PROBLEM SET:
1/ In the mastering excerpt, what term does Wells give as an example of one people use without understanding what it does?
2/ Based on the mastering excerpt, explain why DeMain finds it hard to get punch or openness from some of the mixes he receives.
3/ From the mastering excerpt, extract everything from "There are definitely" down to "stuff is correctable.", word for word.

----- EXCERPT

Fred Kevorkian of Kevorkian Mastering

Wells: I’m someone who works with a lot of independent artists, where the artist is also the engineer, but they’re not professional engineers: They have a DAW and maybe they’re recording in their practice space, they’ve read a lot of magazines and gone on the Internet to try and glean information that they can apply in their environment to get their project created. What I see missing from that equation right now is a real depth of understanding of the terminology. People throw around a lot of terms—“dither” is a good example—without understanding what “dither” does.

They know they need to do it, but are you talking about dither with or without noise shaping? Once they go beneath the surface, there isn’t much understanding. People have a lot more access to information now, but the deeper understanding is still at the very top level with professionals. I think it’s a reflection of the times because when you look at how many directions people are pulled today doing their work, their music, their social media—e-mail, text messaging and phone—there’s not a lot of time to dedicate oneself to really becoming proficient in something like audio engineering when you also need to be the musician and the manager and the promoter and whatnot.

Marcussen: We see everything imaginable—including, I’ve got to say, plenty of really fantastic, well-put-together projects that already sound great. But we also see things that come in already distorted for you. [Laughs] We see things that come in with a little pre-mastering “help” on them. You get the call: “Can you master from an MP3?” Well, technically, yes, you can, but do you want to is the question.

There are definitely times when there’s a problem that surfaces in the mastering room and then we have to go back to the client and see what they want to do. I would be remiss in my duty if I didn’t say, “Hey, these files look funny,” or, “This tape doesn’t have stable tones”; whatever the flaw is. The good news is that today most of this stuff is correctable.

DeMain: The percentage of unlabeled files is actually pretty small. We do stuff from all over the world now because the Internet has made it so easy. Someone sees your name on a CD they like and all of a sudden we have clients in Italy and Sweden and France and England, Australia, South America, Scandinavia. Files exchanged over the Internet are always labeled properly and pretty much always have an e-mail with all the info. But then you still get the odd disc in the mail that’s just a CD with the files on it and there are no titles or sequence and sometimes no phone number, et cetera. It does make you scratch your head sometimes.

On the other hand, I’m actually surprised at how many great-sounding mixes I get from places you would never expect—mixing in the box or maybe a little home studio. The level of mixing has gotten a lot better. But my big complaint is that many mixers still think they need to do some kind of mastering to the mixes before it gets to me. So a lot of times I get stuff that’s been over-compressed. Then you have to explain to the client, “Well, I can’t really get that sound because you’ve already stamped it in a sense with what you have done to it, so it’s going to be tricky to get some punch or openness anymore because you’ve already taken it all out.”

----------
----- INFORMATION SUPPLIED

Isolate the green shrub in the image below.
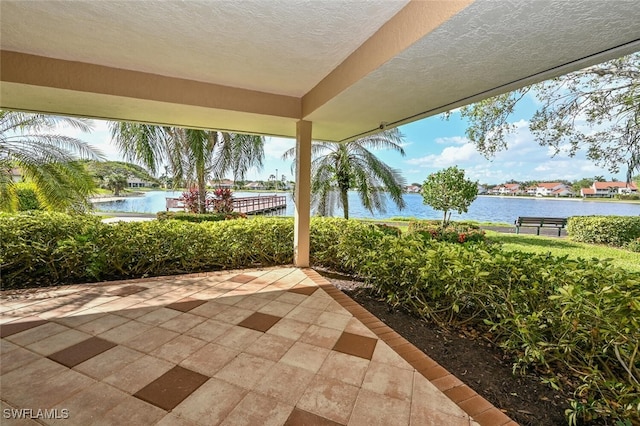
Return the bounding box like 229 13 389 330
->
567 216 640 247
16 184 42 211
407 220 485 243
0 212 293 289
156 212 247 223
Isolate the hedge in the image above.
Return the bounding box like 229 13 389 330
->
567 216 640 247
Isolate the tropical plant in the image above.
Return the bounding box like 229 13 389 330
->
449 53 640 182
0 110 102 211
420 166 478 228
282 129 406 219
111 122 264 213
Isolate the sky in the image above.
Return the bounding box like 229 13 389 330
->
67 98 625 185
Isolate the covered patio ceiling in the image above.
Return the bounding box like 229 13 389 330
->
0 0 640 141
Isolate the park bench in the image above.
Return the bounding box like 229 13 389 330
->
515 216 567 237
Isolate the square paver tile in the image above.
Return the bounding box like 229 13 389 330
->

----------

EXPECTED RESULTS:
1/ Dither.

2/ Many mixers do their own kind of mastering before sending the mixes, so the mixes arrive over-compressed. That processing has already stamped the sound and taken the punch and openness out, so they are tricky to get back.

3/
There are definitely times when there’s a problem that surfaces in the mastering room and then we have to go back to the client and see what they want to do. I would be remiss in my duty if I didn’t say, “Hey, these files look funny,” or, “This tape doesn’t have stable tones”; whatever the flaw is. The good news is that today most of this stuff is correctable.